======== EXCERPTED TEXT

0

Scenario:

I am working with a what I think is a fairly large SQLite database (around 20 MB) in my Android app, which consists of around 50 tables.

Most of these tables are linked by foreign keys, and a lot of the time, I need to retrieve information from two or more tables at a time. To illustrate an example:

Table1:

Id  |  Name  |  Attribute1  |  Attribute2  |  ForeignKey

1   |  "Me"  |  SomeValue   |  AnotherVal  |     49
2   |  "A"   |     ...      |     ...      |     50
3   |  "B"   |              |              |     49

Table2:

Id  |  Attribute3  |  Attribute4  |  Attribute5

49  |   ThirdVal   |  FourthVal   |   FifthVal
50  |     ...      |     ...      |     ...

Sometimes, there are more than two tables that link together in this way. Almost all of the time, there are more columns than those presented above, and there are usually around 1000 rows.

My aim is to display a few of the attributes from the database as items in a RecyclerView, but I will need to use both tables to retrieve these attributes.


My method:

Currently, I am using the android-sqlite-asset-helper library to copy this database (.db extension) from the assets folder into the app. When I recorded the time for this copying to happen, it completed in 732 ms, which is fine.

However, when I want to retrieve the data from two tables using the foreign key from the first table, it takes far too long. It took around 11.47 seconds when I tested this, and I want to speed this up.

The way in which I retrieve the data is that I read each row in the first table, and put it into an object:

public static ArrayList<FirstItem> retrieveFirstItemList(Context context) {
    Cursor cursor = new DbHelper(context).getReadableDatabase()

================

» WRITTEN TASKS:
1/ Can you give the SQLite post again, everything from "My aim is to" down to "which is fine.", changing "RecyclerView" to "ListView"?
2/ How would you put this sentence from the SQLite post into Spanish: "When I recorded the time for this copying to happen, it completed in 732 ms, which is fine."
3/ Could you resume the SQLite post from the point where it stops?

======== EXCERPTED DATA

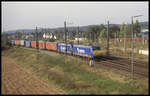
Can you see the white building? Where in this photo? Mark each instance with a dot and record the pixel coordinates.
(144, 33)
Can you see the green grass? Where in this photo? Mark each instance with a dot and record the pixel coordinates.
(68, 74)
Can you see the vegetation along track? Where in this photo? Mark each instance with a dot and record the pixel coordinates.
(123, 64)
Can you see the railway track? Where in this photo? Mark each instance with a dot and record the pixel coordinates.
(122, 64)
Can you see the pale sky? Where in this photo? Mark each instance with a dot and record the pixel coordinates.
(27, 15)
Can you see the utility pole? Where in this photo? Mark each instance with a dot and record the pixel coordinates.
(132, 45)
(108, 38)
(125, 38)
(65, 36)
(37, 43)
(78, 34)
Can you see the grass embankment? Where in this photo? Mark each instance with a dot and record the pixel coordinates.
(72, 76)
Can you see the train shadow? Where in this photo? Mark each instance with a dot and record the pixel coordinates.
(103, 58)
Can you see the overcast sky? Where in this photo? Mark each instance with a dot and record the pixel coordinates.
(27, 15)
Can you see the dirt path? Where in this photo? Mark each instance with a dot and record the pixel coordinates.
(19, 80)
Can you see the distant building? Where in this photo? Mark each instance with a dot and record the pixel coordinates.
(144, 33)
(46, 36)
(80, 39)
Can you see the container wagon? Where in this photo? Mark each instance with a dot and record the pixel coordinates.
(41, 44)
(17, 42)
(22, 42)
(12, 42)
(27, 43)
(33, 44)
(62, 48)
(51, 46)
(82, 50)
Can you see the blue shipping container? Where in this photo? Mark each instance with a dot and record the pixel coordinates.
(62, 47)
(83, 50)
(27, 43)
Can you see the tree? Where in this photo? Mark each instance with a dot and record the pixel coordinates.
(137, 28)
(93, 32)
(113, 30)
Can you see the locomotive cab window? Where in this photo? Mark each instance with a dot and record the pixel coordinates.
(96, 48)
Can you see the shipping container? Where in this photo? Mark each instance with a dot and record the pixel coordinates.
(41, 44)
(51, 46)
(62, 48)
(82, 50)
(33, 44)
(27, 43)
(17, 42)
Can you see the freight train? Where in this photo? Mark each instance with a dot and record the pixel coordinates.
(80, 50)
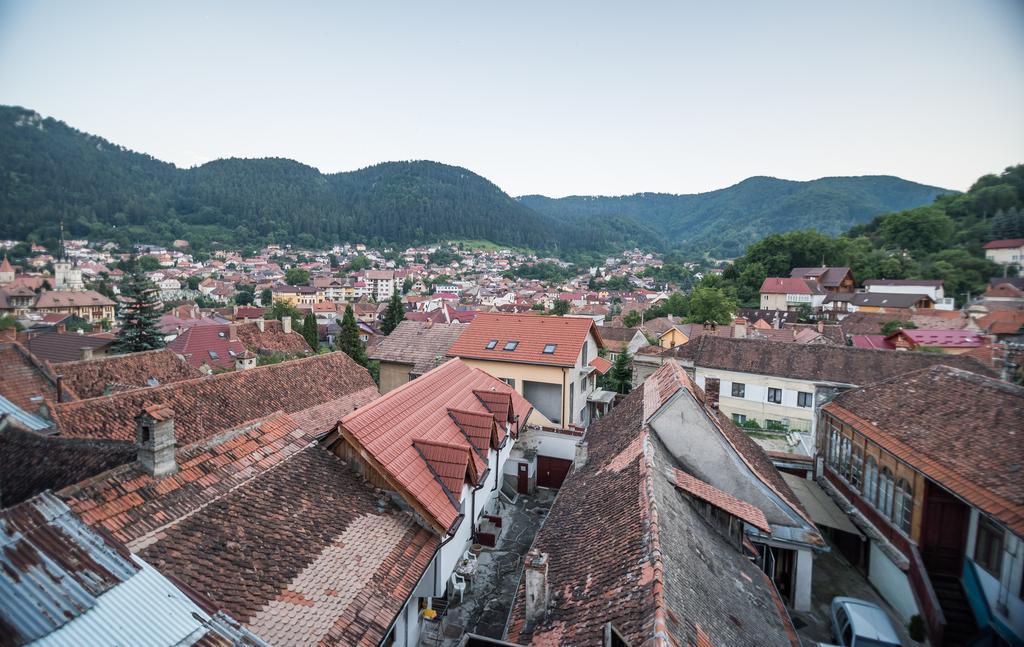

================

» OUTPUTS:
1/
My aim is to display a few of the attributes from the database as items in a ListView, but I will need to use both tables to retrieve these attributes.


My method:

Currently, I am using the android-sqlite-asset-helper library to copy this database (.db extension) from the assets folder into the app. When I recorded the time for this copying to happen, it completed in 732 ms, which is fine.

2/ Cuando medí el tiempo que tardaba en realizarse esta copia, se completó en 732 ms, lo cual está bien.

3/
            .query(DbHelper.TABLE_NAME, null, null, null, null, null, null);
    ArrayList<FirstItem> arrayList = new ArrayList<>();
    cursor.moveToFirst();
    while (!cursor.isAfterLast()) {
        // I read all the values from each column and put them into variables
        arrayList.add(new FirstItem(id, name, attribute1, attribute2, foreignKey));
        cursor.moveToNext();
    }
    cursor.close();
    return arrayList;
}

The FirstItem object would contain getter methods in addition to another used for getting the SecondItem object from the foreign key:

public SecondItem getSecondItem(Context context) {
    Cursor cursor = new SecondDbHelper(context).getReadableDatabase().query(
            SecondDbHelper.TABLE_NAME,
            null,
            SecondDbHelper.COL_ID + "=?",
            new String[] {String.valueOf(mForeignKey)},
            null, null, null);
    cursor.moveToFirst();
    SecondItem secondItem = new SecondItem(mForeignKey, attribute3, attribute4, attribute5);
    cursor.close();
    return secondItem;
}

When I print values from both tables into the logcat (I have decided not to use any UI for now, to test database performance), I use something like this:

for (FirstItem firstItem : DBUtils.retrieveFirstItemList(this)) {
    Log.d("First item id", firstItem.getId());
    Log.d("Second item attr4", firstItem.getSecondItem(this).getAttribute4());
}

I suspect there is something wrong with this method as it needs to search through Table2 for each row in Table1 - I think it's inefficient.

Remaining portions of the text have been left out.